**WORK TO COMPLETE**:
Every record must come back exactly as given.

**SUPPLIED DATA**:
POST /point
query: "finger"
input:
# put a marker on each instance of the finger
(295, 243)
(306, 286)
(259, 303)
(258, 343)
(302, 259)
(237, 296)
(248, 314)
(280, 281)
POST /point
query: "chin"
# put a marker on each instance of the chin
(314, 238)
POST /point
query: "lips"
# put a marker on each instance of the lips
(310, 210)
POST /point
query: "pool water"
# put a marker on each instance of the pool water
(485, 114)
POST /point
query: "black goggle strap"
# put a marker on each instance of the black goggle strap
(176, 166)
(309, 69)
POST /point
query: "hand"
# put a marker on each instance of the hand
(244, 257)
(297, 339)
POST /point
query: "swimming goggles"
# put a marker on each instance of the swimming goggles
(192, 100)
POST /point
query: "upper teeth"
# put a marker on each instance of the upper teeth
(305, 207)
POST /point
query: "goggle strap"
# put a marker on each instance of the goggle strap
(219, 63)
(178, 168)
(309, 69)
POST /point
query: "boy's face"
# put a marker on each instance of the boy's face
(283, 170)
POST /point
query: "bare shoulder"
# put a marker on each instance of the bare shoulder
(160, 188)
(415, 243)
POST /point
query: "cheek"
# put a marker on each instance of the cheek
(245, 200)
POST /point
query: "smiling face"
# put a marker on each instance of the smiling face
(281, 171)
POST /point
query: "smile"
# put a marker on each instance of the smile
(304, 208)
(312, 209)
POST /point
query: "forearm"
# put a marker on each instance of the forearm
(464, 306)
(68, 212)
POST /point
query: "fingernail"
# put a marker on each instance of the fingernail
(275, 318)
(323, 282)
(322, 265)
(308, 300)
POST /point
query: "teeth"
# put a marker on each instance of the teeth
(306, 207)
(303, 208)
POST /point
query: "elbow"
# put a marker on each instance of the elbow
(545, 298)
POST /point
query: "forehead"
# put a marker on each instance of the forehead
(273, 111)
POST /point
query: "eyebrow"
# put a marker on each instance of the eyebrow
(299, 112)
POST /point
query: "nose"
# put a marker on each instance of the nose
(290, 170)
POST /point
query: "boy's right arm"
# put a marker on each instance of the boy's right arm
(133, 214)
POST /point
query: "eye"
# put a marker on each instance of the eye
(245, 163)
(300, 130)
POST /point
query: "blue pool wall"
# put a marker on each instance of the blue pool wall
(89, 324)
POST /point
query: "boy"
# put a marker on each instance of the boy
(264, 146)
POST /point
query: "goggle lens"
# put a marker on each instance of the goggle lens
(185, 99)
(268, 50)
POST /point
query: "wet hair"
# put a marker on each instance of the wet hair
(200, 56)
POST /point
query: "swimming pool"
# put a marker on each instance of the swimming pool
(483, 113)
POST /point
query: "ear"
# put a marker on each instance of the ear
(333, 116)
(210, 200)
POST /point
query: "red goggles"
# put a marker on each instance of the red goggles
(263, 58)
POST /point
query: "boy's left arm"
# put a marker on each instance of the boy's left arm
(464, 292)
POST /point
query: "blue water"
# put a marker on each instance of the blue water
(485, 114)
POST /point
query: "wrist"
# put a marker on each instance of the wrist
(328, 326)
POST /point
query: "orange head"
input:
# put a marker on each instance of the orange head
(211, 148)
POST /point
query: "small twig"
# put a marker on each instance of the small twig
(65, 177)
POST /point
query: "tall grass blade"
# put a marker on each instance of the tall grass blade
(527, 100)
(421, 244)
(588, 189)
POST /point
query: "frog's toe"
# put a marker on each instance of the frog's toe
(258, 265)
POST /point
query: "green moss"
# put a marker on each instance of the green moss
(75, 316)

**TASK OUTPUT**:
POST /point
query: "finger"
input:
# put a marker on each instance of the finger
(295, 243)
(306, 286)
(259, 303)
(258, 343)
(302, 259)
(237, 296)
(248, 314)
(280, 281)
POST /point
query: "chin"
# put a marker on each instance of the chin
(314, 238)
POST /point
query: "lips"
# put a marker on each instance of the lips
(310, 210)
POST /point
query: "pool water"
# put a marker on each instance of the pool water
(485, 114)
POST /point
query: "black goggle strap"
# put a marker on each instance of the black goggle strap
(176, 166)
(309, 69)
POST /point
query: "hand"
# put a marker on each instance of the hand
(244, 257)
(297, 339)
POST /point
query: "swimming goggles"
# put a marker on each instance of the swimming goggles
(192, 100)
POST /point
query: "upper teeth"
# put a marker on each instance of the upper teeth
(305, 207)
POST /point
query: "goggle strap"
# put a marker on each instance of the goggle strap
(219, 63)
(178, 168)
(309, 69)
POST /point
query: "boy's face"
# put a marker on each instance of the boy's face
(283, 170)
POST /point
query: "bare shoulder"
# put a marker on each instance of the bare shoulder
(160, 188)
(415, 243)
POST /point
query: "cheek"
# put a marker on each instance of the cheek
(245, 200)
POST /point
query: "smiling face"
# put a marker on each instance of the smiling face
(281, 171)
POST /point
query: "smile"
# put a marker on each instance of the smile
(304, 208)
(312, 209)
POST /point
query: "forearm"
# put a marker on each instance of the forearm
(464, 306)
(68, 212)
POST /point
query: "fingernail"
# put a marker on each instance of the fingernail
(275, 318)
(323, 282)
(322, 265)
(308, 300)
POST /point
query: "teeth"
# put a marker on each instance of the teeth
(306, 207)
(303, 208)
POST /point
query: "elbow"
# put a marker on each instance of the elbow
(545, 298)
POST /point
query: "forehead"
# put a marker on each instance of the forehead
(273, 111)
POST /point
query: "eyebrow"
# put a marker on each instance of the eyebrow
(299, 112)
POST /point
query: "nose"
# put a marker on each instance of the nose
(290, 170)
POST /point
query: "boy's right arm"
# put a marker on each instance of the boy's right arm
(133, 214)
POST /point
query: "eye"
# put a marker on each instance of the eye
(245, 163)
(300, 130)
POST /point
query: "blue pool wall"
# put a marker on each instance of the blue pool wall
(89, 324)
POST /point
query: "boy"
# put a marker on each instance of the boy
(264, 146)
POST /point
query: "goggle lens"
# put a marker on each instance of the goggle lens
(185, 99)
(268, 50)
POST /point
query: "wet hair"
# put a marker on each instance of the wet hair
(200, 56)
POST /point
query: "swimming pool"
# put a marker on each instance of the swimming pool
(483, 113)
POST /point
query: "ear"
# put a marker on each instance of the ear
(333, 116)
(210, 200)
POST /point
query: "red goggles"
# put a marker on each instance of the red goggles
(263, 58)
POST /point
query: "boy's left arm"
# put a marker on each instance of the boy's left arm
(464, 292)
POST /point
query: "blue water"
# put a marker on each instance of the blue water
(485, 114)
POST /point
query: "wrist"
# put a marker on each instance of the wrist
(328, 326)
POST /point
query: "orange head"
input:
# put a marker on each instance of the orange head
(211, 148)
POST /point
query: "small twig"
# put a marker on each instance of the small twig
(65, 177)
POST /point
query: "tall grass blade"
# put a marker on each instance of the tall grass blade
(527, 100)
(421, 244)
(588, 189)
POST /point
query: "frog's toe"
# put a marker on each instance of the frog's toe
(258, 265)
POST /point
query: "green moss"
# put a marker on each instance of the green moss
(75, 316)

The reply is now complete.